What the exercise asks: Word for word, restate every line of the material.

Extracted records
================================
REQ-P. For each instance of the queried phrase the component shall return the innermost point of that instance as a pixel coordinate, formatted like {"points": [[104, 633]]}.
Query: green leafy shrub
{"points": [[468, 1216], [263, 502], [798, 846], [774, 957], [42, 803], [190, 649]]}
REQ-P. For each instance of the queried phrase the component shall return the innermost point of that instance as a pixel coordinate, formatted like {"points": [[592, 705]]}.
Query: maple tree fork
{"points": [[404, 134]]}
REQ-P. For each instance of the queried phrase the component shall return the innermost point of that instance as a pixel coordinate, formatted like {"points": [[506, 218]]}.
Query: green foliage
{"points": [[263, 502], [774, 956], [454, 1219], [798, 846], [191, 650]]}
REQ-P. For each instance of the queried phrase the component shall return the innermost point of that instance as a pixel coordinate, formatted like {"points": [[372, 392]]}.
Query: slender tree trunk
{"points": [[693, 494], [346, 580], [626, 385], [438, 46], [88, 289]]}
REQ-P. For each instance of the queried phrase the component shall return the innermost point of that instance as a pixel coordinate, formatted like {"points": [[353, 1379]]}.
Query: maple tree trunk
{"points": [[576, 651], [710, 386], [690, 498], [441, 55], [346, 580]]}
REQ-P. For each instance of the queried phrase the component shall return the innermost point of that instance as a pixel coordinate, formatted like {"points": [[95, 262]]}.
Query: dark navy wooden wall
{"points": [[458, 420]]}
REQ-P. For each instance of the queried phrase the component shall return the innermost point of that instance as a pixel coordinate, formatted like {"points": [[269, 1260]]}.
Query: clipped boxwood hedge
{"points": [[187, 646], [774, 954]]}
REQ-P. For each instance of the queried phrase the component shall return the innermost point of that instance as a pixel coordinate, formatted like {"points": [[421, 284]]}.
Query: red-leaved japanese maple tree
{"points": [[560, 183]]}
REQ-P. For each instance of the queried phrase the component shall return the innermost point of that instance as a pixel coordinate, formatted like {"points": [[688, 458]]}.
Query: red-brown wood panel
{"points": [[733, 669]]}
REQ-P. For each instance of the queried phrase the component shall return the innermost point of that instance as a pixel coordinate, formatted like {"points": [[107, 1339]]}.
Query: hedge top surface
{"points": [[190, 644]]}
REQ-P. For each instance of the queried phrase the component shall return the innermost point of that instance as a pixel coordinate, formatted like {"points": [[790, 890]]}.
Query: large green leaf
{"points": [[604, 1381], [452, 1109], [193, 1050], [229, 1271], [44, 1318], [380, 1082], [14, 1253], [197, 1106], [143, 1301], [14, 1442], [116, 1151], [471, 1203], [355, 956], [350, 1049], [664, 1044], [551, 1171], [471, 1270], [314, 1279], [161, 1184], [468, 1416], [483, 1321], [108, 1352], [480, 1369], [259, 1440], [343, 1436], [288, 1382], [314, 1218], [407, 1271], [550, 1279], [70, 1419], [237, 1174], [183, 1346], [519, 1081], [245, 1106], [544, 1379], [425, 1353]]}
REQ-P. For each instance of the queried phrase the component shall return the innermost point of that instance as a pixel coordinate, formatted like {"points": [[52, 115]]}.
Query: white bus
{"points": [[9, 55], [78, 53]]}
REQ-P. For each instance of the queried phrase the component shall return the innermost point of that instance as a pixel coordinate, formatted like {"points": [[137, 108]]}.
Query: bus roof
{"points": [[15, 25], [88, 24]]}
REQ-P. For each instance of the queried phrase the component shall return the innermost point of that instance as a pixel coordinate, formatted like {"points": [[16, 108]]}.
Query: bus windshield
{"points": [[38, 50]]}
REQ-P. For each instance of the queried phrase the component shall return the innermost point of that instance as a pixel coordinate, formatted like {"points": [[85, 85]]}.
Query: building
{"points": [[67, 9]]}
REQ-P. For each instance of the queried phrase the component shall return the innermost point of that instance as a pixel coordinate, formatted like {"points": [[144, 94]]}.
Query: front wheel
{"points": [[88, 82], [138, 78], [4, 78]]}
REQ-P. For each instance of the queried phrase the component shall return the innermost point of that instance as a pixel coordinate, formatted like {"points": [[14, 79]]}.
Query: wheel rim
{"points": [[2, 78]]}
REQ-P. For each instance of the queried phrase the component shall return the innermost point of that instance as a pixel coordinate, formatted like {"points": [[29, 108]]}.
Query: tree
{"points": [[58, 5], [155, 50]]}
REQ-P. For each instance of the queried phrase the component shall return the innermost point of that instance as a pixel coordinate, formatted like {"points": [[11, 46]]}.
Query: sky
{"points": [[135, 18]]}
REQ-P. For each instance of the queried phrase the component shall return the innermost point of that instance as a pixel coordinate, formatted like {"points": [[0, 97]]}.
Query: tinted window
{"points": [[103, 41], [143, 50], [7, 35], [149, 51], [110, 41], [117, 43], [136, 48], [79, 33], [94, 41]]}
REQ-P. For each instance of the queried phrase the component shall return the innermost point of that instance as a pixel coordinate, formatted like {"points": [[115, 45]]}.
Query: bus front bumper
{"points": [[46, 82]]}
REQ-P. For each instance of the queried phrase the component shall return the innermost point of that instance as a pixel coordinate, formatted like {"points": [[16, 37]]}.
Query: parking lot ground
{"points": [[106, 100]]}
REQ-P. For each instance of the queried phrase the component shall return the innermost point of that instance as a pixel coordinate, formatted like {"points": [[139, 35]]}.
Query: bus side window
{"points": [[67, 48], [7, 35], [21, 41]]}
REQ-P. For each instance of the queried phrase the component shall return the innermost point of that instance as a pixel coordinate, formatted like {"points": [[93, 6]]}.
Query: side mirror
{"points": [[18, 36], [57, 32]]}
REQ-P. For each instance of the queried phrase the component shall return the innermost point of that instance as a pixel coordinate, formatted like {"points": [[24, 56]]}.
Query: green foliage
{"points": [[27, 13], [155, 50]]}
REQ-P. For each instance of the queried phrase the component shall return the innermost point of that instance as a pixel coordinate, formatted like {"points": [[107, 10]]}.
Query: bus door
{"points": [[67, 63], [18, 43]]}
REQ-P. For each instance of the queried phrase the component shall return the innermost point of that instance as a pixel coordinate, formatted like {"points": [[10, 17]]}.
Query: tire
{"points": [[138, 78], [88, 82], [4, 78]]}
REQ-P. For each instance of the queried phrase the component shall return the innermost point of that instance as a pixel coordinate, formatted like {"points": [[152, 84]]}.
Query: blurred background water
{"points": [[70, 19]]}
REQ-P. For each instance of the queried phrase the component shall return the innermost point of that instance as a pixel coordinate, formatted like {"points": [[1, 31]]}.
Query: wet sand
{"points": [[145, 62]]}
================================
Answer to this task:
REQ-P. For each instance of the queried phrase the component shall return the innermost point of that instance as a pixel coordinate, formatted like {"points": [[104, 633]]}.
Query: green leafy shrub
{"points": [[468, 1216], [263, 502], [798, 846], [774, 957], [42, 803], [190, 649]]}
REQ-P. For each instance of the queried phrase the component shall return the innermost point of that instance as a pixel coordinate, formatted like {"points": [[592, 705]]}.
Query: maple tree fork
{"points": [[404, 134]]}
REQ-P. For each instance of the queried phrase the component shall return the innermost point of that instance as a pixel coordinate, formatted like {"points": [[506, 218]]}.
Query: green foliage
{"points": [[263, 502], [774, 956], [454, 1219], [798, 846], [191, 650]]}
REQ-P. For each instance of the queried phrase the component shall return the innermost point of that instance as a pixel coordinate, formatted like {"points": [[372, 392]]}.
Query: slender tree trunk
{"points": [[693, 494], [346, 580], [626, 385], [438, 46], [88, 289]]}
REQ-P. For each instance of the queried phrase the component shall return the innermost point of that instance as a pixel coordinate, formatted like {"points": [[353, 1379]]}.
Query: maple tree trunk
{"points": [[576, 651], [710, 386], [690, 498], [441, 55], [346, 580]]}
REQ-P. For each instance of the queried phrase the component shall return the innermost point of that instance as a pixel coordinate, formatted like {"points": [[95, 262]]}.
Query: dark navy wooden wall
{"points": [[458, 420]]}
REQ-P. For each instance of the queried phrase the component shall return the innermost point of that instance as a pixel coordinate, formatted like {"points": [[269, 1260]]}.
Query: clipped boxwood hedge
{"points": [[187, 646], [774, 954]]}
REQ-P. For each instance of the queried phrase the component shall return the innermost point of that instance as a pixel coordinate, formatted like {"points": [[421, 284]]}.
Query: red-leaved japanese maple tree
{"points": [[560, 183]]}
REQ-P. For each instance of the queried phrase the component shall return the innermost point of that instance as a pixel coordinate, formatted like {"points": [[688, 458]]}.
Query: red-brown wood panel
{"points": [[733, 669]]}
REQ-P. For each instance of the queried phrase the component shall return the innermost point of that instance as a pixel coordinate, formatted like {"points": [[107, 1339]]}.
Query: hedge top surface
{"points": [[190, 644]]}
REQ-P. For each instance of the queried phrase the component shall return the innermost point of that instance as a pixel coordinate, formatted like {"points": [[790, 890]]}.
Query: large green leaf
{"points": [[604, 1381], [452, 1109], [193, 1050], [229, 1271], [44, 1318], [380, 1082], [14, 1253], [197, 1106], [143, 1301], [14, 1442], [116, 1151], [471, 1203], [355, 956], [350, 1049], [664, 1044], [551, 1171], [471, 1270], [314, 1279], [161, 1184], [468, 1416], [483, 1321], [108, 1352], [480, 1369], [259, 1440], [343, 1436], [288, 1382], [314, 1218], [407, 1271], [550, 1279], [70, 1419], [237, 1174], [183, 1346], [519, 1081], [245, 1106], [544, 1379], [425, 1353]]}
REQ-P. For each instance of the queried phrase the component shall return the innermost point of that instance as a pixel coordinate, formatted like {"points": [[52, 115]]}.
Query: white bus
{"points": [[9, 55], [78, 53]]}
REQ-P. For each instance of the queried phrase the component shall return the innermost point of that instance as a pixel coordinate, formatted like {"points": [[137, 108]]}.
Query: bus roof
{"points": [[15, 25], [88, 24]]}
REQ-P. For each instance of the queried phrase the component shall return the innermost point of that instance as a pixel coordinate, formatted like {"points": [[16, 108]]}.
Query: bus windshield
{"points": [[38, 50]]}
REQ-P. For each instance of the queried phrase the component shall return the innermost point of that instance as a pixel coordinate, formatted like {"points": [[85, 85]]}.
Query: building
{"points": [[67, 9]]}
REQ-P. For each instance of the queried phrase the component shall return the innermost point of that instance as a pixel coordinate, formatted like {"points": [[144, 94]]}.
Query: front wheel
{"points": [[88, 82], [138, 78], [4, 78]]}
REQ-P. For each instance of the queried phrase the component shall return the innermost point of that instance as a pixel coordinate, formatted like {"points": [[14, 79]]}.
Query: wheel rim
{"points": [[2, 78]]}
REQ-P. For each instance of the queried phrase the component shall return the innermost point of that instance as a pixel coordinate, formatted like {"points": [[29, 108]]}.
Query: tree
{"points": [[58, 5], [155, 50]]}
REQ-P. For each instance of the queried phrase the component shall return the innermost point of that instance as a pixel coordinate, formatted like {"points": [[11, 46]]}.
Query: sky
{"points": [[135, 18]]}
REQ-P. For each instance of the queried phrase the component shall return the innermost point of that instance as a pixel coordinate, formatted like {"points": [[0, 97]]}.
Query: tinted window
{"points": [[103, 41], [143, 50], [7, 35], [149, 51], [110, 41], [117, 43], [136, 48], [79, 33], [94, 41]]}
REQ-P. For each instance of the queried phrase the component shall return the innermost point of that instance as a pixel coordinate, formatted like {"points": [[115, 45]]}.
Query: bus front bumper
{"points": [[46, 82]]}
REQ-P. For each instance of the queried phrase the component shall return the innermost point of that instance as a pixel coordinate, formatted like {"points": [[16, 37]]}.
Query: parking lot ground
{"points": [[106, 100]]}
REQ-P. For each instance of the queried phrase the component shall return the innermost point of that instance as a pixel coordinate, formatted like {"points": [[139, 35]]}.
Query: bus side window
{"points": [[67, 48], [7, 35], [21, 41]]}
REQ-P. For each instance of the queried phrase the component shall return the innermost point of that instance as a pixel coordinate, formatted like {"points": [[93, 6]]}.
Query: side mirror
{"points": [[18, 36], [57, 32]]}
REQ-P. For each instance of the queried phrase the component shall return the innermost point of that instance as a pixel coordinate, formatted like {"points": [[24, 56]]}.
Query: green foliage
{"points": [[27, 13], [155, 50]]}
REQ-P. For each instance of the queried phrase the component shall return the innermost point of that instance as a pixel coordinate, formatted like {"points": [[107, 10]]}.
Query: bus door
{"points": [[67, 63], [18, 43]]}
REQ-P. For each instance of the queried phrase the component shall return the innermost point of that instance as a pixel coordinate, formatted like {"points": [[10, 17]]}.
Query: tire
{"points": [[138, 78], [88, 82], [4, 78]]}
REQ-P. For each instance of the queried phrase the component shall return the innermost point of that instance as a pixel coordinate, formatted like {"points": [[152, 84]]}.
Query: blurred background water
{"points": [[70, 19]]}
REQ-P. For each instance of the queried phrase the component shall return the innermost point of that instance as a pixel coordinate, formatted like {"points": [[1, 31]]}.
Query: wet sand
{"points": [[145, 62]]}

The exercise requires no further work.